▶ **Material provided**:
···
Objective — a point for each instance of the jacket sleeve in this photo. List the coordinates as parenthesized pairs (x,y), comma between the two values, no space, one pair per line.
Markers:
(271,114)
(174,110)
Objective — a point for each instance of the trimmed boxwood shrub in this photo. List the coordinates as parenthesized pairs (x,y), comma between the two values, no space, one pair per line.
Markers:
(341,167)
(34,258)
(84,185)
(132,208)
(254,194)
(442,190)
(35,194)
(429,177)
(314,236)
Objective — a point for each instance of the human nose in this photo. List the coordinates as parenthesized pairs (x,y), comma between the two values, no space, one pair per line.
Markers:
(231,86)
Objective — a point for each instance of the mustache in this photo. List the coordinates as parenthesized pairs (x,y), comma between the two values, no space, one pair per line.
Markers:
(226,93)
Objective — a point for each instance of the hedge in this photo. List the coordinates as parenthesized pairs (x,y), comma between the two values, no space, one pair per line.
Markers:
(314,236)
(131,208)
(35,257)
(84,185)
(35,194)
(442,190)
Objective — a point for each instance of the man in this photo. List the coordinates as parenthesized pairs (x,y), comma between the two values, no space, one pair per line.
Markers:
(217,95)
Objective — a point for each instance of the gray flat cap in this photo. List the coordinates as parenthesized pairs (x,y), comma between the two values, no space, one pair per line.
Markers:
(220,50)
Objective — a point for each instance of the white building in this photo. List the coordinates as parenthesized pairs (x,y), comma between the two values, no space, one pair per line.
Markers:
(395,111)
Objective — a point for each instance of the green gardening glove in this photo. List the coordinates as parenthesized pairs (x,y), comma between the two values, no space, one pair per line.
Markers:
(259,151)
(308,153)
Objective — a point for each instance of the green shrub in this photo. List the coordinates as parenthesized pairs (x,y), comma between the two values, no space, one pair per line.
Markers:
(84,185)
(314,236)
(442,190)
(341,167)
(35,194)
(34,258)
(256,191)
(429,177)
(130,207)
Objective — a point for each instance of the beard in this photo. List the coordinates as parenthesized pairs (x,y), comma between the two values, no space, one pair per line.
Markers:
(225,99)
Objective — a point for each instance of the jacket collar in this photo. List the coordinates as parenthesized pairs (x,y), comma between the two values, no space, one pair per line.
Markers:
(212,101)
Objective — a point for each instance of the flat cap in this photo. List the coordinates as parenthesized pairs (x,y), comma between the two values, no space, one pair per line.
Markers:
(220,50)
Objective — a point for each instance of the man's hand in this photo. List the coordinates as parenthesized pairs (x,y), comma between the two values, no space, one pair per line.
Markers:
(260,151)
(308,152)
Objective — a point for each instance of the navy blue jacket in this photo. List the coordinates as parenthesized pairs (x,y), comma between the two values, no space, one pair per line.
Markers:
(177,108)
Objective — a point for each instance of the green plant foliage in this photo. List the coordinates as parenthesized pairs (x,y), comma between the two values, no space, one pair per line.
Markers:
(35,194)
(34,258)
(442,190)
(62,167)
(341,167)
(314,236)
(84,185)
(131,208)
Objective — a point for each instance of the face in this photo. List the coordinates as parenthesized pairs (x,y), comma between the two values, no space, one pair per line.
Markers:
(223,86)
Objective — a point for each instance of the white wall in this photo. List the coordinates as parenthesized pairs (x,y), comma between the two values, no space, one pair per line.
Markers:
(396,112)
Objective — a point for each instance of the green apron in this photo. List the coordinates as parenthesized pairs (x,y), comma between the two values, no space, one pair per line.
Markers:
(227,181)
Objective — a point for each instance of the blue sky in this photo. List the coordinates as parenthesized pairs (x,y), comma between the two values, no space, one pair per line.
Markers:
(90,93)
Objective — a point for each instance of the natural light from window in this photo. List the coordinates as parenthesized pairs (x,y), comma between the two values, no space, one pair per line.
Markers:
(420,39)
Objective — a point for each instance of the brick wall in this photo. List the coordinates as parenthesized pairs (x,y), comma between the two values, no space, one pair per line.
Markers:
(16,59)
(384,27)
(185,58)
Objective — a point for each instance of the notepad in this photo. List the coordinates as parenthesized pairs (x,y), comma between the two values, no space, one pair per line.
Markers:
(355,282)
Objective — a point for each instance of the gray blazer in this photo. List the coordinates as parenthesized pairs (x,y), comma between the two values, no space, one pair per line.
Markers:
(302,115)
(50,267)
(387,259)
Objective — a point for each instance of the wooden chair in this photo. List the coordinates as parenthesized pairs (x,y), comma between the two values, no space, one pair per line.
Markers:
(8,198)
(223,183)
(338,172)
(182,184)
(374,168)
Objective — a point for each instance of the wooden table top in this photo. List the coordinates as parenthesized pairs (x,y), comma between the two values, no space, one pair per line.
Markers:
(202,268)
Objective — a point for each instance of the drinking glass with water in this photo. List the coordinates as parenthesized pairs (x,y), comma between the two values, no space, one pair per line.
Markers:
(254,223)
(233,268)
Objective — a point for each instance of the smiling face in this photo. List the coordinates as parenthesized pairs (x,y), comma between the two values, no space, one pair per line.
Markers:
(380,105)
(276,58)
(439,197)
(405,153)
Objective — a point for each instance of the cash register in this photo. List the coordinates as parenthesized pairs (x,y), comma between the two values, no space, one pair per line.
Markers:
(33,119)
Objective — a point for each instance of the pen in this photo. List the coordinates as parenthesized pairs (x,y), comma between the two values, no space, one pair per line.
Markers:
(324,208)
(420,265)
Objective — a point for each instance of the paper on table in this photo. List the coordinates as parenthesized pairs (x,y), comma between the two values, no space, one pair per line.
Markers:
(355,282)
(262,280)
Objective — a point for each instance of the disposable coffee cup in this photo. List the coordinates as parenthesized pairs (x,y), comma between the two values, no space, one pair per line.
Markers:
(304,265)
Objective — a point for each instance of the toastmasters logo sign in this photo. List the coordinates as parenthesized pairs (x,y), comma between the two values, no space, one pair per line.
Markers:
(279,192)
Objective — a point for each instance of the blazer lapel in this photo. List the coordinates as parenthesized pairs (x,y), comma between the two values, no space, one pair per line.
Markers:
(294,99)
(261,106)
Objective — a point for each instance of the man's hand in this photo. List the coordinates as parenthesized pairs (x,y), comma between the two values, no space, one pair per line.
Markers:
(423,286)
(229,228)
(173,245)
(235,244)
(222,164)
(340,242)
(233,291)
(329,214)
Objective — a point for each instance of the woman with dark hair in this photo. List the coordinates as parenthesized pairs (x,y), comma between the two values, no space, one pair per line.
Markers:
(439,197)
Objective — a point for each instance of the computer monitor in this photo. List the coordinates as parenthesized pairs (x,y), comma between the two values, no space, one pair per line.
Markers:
···
▶ **What you need to do**:
Every line above should be printed again exactly as it stands.

▶ **Answer to the task**:
Objective — a point for each instance of the jacket sleeve in this photo. List the coordinates as parenthesized pairs (x,y), comma between the two values, no space, one pair per line.
Markers:
(271,114)
(174,110)
Objective — a point for each instance of the trimmed boxwood shrub in this photo. List the coordinates as parenthesized pairs (x,y), comma between the two values, no space, one pair per line.
Markers:
(341,167)
(34,258)
(84,185)
(132,208)
(254,194)
(442,190)
(35,194)
(429,177)
(314,236)
Objective — a point for each instance of the human nose in this photo. List the coordinates as parenthesized pairs (x,y), comma between the two values, no space, one pair per line.
Markers:
(231,86)
Objective — a point for each instance of the mustache in this photo. List the coordinates as parenthesized pairs (x,y), comma between the two values, no space, one pair per line.
Markers:
(226,93)
Objective — a point for each instance of the hedge in this photo. List the coordinates as parenthesized pairs (x,y), comma between the two values, no space, one pair per line.
Markers:
(314,236)
(131,208)
(35,257)
(84,185)
(35,194)
(442,190)
Objective — a point for each instance of the man in this photo. List the coordinates as parenthesized pairs (x,y), comma between the two values, no space, one pair per line.
Markers:
(217,95)
Objective — a point for each instance of the gray flat cap in this photo. List the coordinates as parenthesized pairs (x,y), comma between the two values, no space, one pair per line.
Markers:
(220,50)
Objective — a point for each instance of the white building in this photo. List the coordinates as parenthesized pairs (x,y), comma between the two values, no space, one pair per line.
Markers:
(395,111)
Objective — a point for each instance of the green gardening glove in this photo. List the coordinates as parenthesized pairs (x,y), comma between the two values, no space, one pair per line.
Markers:
(259,151)
(308,153)
Objective — a point for each instance of the green shrub in this photo. List the coordinates as parenthesized pairs (x,y), comma between the two values, no space, one pair per line.
Markers:
(84,185)
(314,236)
(442,190)
(341,167)
(35,194)
(34,258)
(256,191)
(429,177)
(130,207)
Objective — a point for each instance of the beard in this photo. List the coordinates as parenthesized pairs (x,y), comma between the two values, no space, one pair per line.
Markers:
(225,99)
Objective — a point for each instance of the jacket collar in this photo. List the coordinates as parenthesized pairs (x,y), comma between the two values, no space, one pair per line.
Markers:
(212,101)
Objective — a point for each instance of the flat cap in this photo. List the coordinates as parenthesized pairs (x,y), comma between the two values, no space, one pair per line.
Markers:
(220,50)
Objective — a point for each instance of the man's hand in this photo. List the coordinates as parenthesized pairs (x,y), comma between the two values, no space, one pair per line.
Markers:
(260,151)
(308,152)
Objective — a point for each instance of the navy blue jacket in this photo. List the coordinates as parenthesized pairs (x,y), comma between the two values, no space, one pair per line.
Markers:
(177,108)
Objective — a point for each instance of the green plant foliage in this photo. List the coordinates as parenthesized pairs (x,y), comma between the two values, no space, one pair per line.
Markers:
(35,194)
(34,258)
(442,190)
(62,167)
(341,167)
(314,236)
(84,185)
(131,208)
Objective — a point for each instance of the face in this photo. List the coordinates as parenthesized pairs (x,y), comma between the two values, no space, one pair per line.
Markers:
(223,86)
Objective — a point for each instance of the white wall in this photo. List the coordinates as parenthesized pairs (x,y), comma between the two values, no space, one pair per line.
Markers:
(396,112)
Objective — a point for each instance of the green apron in this photo. List the coordinates as parenthesized pairs (x,y), comma between the two values, no space, one pair per line.
Markers:
(227,181)
Objective — a point for each instance of the blue sky in this photo. List the coordinates as parenthesized pairs (x,y), comma between the two values, no space, one pair per line.
Markers:
(90,93)
Objective — a point for each instance of the natural light from window in this photo. List the coordinates as parenthesized pairs (x,y), comma between the two values, no space, one pair per line.
Markers:
(420,39)
Objective — a point for each instance of the brick wall in this photo. List the coordinates as parenthesized pairs (x,y), comma between the two values, no space, one pair per line.
Markers:
(16,59)
(384,27)
(185,58)
Objective — a point for each instance of the notepad in this photo. List the coordinates as parenthesized pairs (x,y), comma between the two values, no space, one pair per line.
Markers:
(355,282)
Objective — a point for each instance of the gray blazer in this photo. List the coordinates as parenthesized pairs (x,y), comma between the two values, no space, one pair per line.
Markers:
(302,115)
(50,267)
(387,259)
Objective — a point for each instance of the wooden chair in this photo. List the coordinates as parenthesized pairs (x,y), comma between the two values, no space, one pair per line.
Markers:
(8,198)
(223,183)
(338,172)
(182,184)
(374,168)
Objective — a point for each instance of the wooden table top in this photo. List the coordinates as parenthesized pairs (x,y), comma between the two values, no space, one pair per line.
Markers:
(202,268)
Objective — a point for each instance of the drinking glass with water in this photo. List the coordinates as parenthesized pairs (x,y), comma between the two values, no space, one pair per line.
Markers:
(254,223)
(233,268)
Objective — a point for each instance of the smiling face in this photo. List the coordinates as parenthesized pairs (x,y), comma between the two values, no space, one pair per line.
Markers:
(380,105)
(276,58)
(439,197)
(405,153)
Objective — a point for each instance of the cash register in this photo. List the coordinates as parenthesized pairs (x,y), comma between the two values, no space, one pair per line.
Markers:
(33,119)
Objective — a point for each instance of the pen in this photo. List the coordinates as parenthesized pairs (x,y), comma between the two values, no space, one pair per line.
Markers:
(324,208)
(420,265)
Objective — a point for each instance of the paper on table in this photo. List the coordinates as parenthesized pairs (x,y), comma between the two values, no space, one pair per line.
Markers:
(355,282)
(262,280)
Objective — a point for each instance of the disposable coffee cup in this photo. List the coordinates as parenthesized pairs (x,y), comma between the two values, no space, one pair per line.
Markers:
(304,265)
Objective — a point for each instance of the toastmasters logo sign in this photo. List the coordinates as parenthesized pairs (x,y), comma between the two values, no space, one pair per line.
Markers:
(279,192)
Objective — a point for each instance of the blazer lapel in this photo. List the coordinates as parenthesized pairs (x,y), comma between the two values, no space, one pair per line.
Markers:
(294,99)
(261,106)
Objective — a point for each instance of the man's hand in this photo. List the coordinates as parenthesized pairs (x,y), comma between the two values, no space, one pair per line.
Markers:
(423,286)
(229,228)
(173,245)
(235,244)
(222,164)
(340,242)
(233,291)
(329,214)
Objective — a point for each instance of the woman with dark hair in this photo. List the coordinates as parenthesized pairs (x,y), comma between the two values, no space, one pair per line.
Markers:
(439,197)
Objective — a point for each instance of the computer monitor in this photo. List the coordinates as parenthesized pairs (x,y), comma between the two values, no space, one pair per line.
Markers:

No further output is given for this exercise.